— Start —
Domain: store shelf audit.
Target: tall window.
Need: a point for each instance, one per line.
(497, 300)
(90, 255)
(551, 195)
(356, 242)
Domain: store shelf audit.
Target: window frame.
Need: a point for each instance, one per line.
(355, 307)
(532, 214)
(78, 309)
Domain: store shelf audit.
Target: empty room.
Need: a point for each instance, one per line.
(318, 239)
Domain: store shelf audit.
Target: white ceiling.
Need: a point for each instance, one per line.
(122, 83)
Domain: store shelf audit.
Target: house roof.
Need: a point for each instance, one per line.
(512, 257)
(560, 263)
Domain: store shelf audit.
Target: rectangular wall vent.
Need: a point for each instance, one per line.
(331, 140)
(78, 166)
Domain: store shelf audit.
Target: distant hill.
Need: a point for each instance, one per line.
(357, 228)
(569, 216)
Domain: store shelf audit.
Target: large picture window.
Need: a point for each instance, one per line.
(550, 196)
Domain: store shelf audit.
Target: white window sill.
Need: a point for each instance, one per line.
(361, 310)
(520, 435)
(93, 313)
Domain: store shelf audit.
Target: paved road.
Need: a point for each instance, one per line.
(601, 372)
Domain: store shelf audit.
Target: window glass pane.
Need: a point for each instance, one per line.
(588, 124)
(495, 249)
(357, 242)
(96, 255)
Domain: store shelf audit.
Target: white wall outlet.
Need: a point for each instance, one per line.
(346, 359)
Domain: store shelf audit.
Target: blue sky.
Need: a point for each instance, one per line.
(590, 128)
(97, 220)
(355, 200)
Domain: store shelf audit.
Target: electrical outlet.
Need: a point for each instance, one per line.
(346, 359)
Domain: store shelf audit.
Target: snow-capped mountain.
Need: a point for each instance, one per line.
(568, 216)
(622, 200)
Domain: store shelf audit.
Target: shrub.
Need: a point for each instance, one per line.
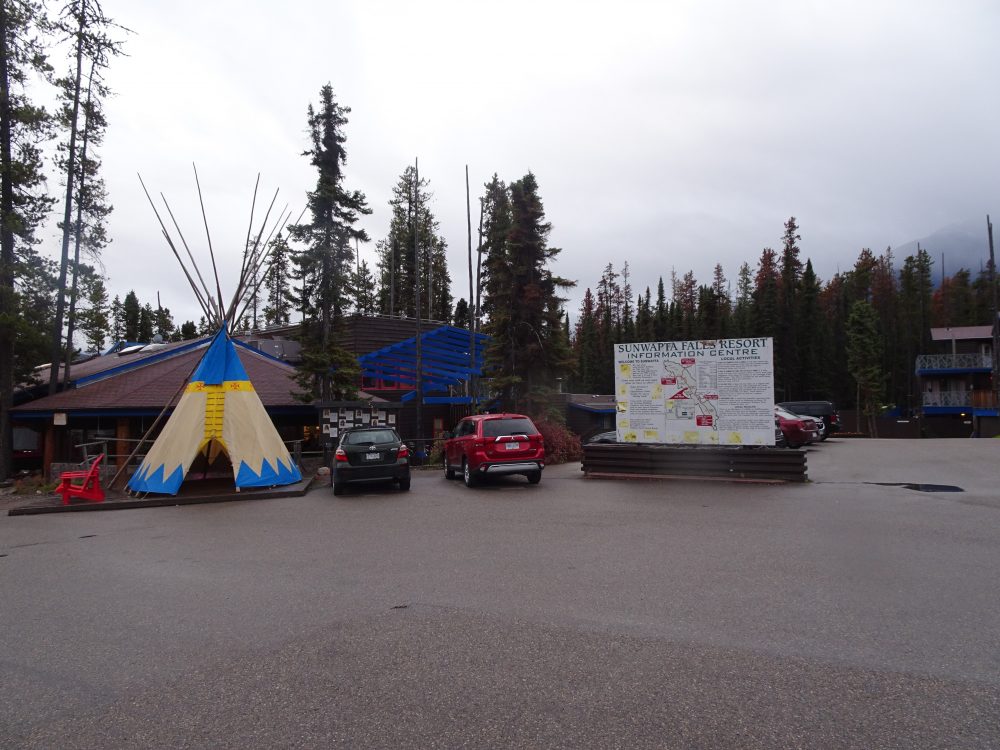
(561, 445)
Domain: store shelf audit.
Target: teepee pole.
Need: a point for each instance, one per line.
(208, 235)
(194, 263)
(246, 244)
(253, 258)
(124, 466)
(166, 235)
(261, 266)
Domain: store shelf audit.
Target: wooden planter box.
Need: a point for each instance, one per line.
(628, 460)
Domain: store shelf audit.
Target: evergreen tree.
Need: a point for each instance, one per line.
(686, 299)
(95, 321)
(864, 357)
(766, 305)
(589, 356)
(644, 318)
(23, 202)
(396, 265)
(117, 313)
(147, 321)
(527, 350)
(363, 292)
(131, 310)
(462, 317)
(496, 226)
(786, 336)
(162, 323)
(82, 118)
(35, 295)
(660, 315)
(278, 297)
(812, 353)
(743, 313)
(915, 292)
(323, 267)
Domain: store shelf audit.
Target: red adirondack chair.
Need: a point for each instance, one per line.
(83, 484)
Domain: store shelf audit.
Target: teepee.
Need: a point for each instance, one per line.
(219, 415)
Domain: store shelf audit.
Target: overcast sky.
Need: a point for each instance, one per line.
(666, 134)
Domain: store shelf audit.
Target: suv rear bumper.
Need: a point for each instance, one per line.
(371, 473)
(520, 467)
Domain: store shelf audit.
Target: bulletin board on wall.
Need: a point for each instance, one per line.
(337, 416)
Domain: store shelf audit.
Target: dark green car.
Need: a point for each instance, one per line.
(370, 454)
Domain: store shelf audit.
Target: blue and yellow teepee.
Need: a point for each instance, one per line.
(219, 413)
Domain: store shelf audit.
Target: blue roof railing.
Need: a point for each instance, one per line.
(445, 360)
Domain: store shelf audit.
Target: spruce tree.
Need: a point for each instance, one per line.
— End —
GIVEN PROBLEM:
Report every line of the records that contains the word "wall", copying each such line.

SOLUTION:
Target: rectangular wall vent.
Target: white wall outlet.
Target: bulletin board on wall.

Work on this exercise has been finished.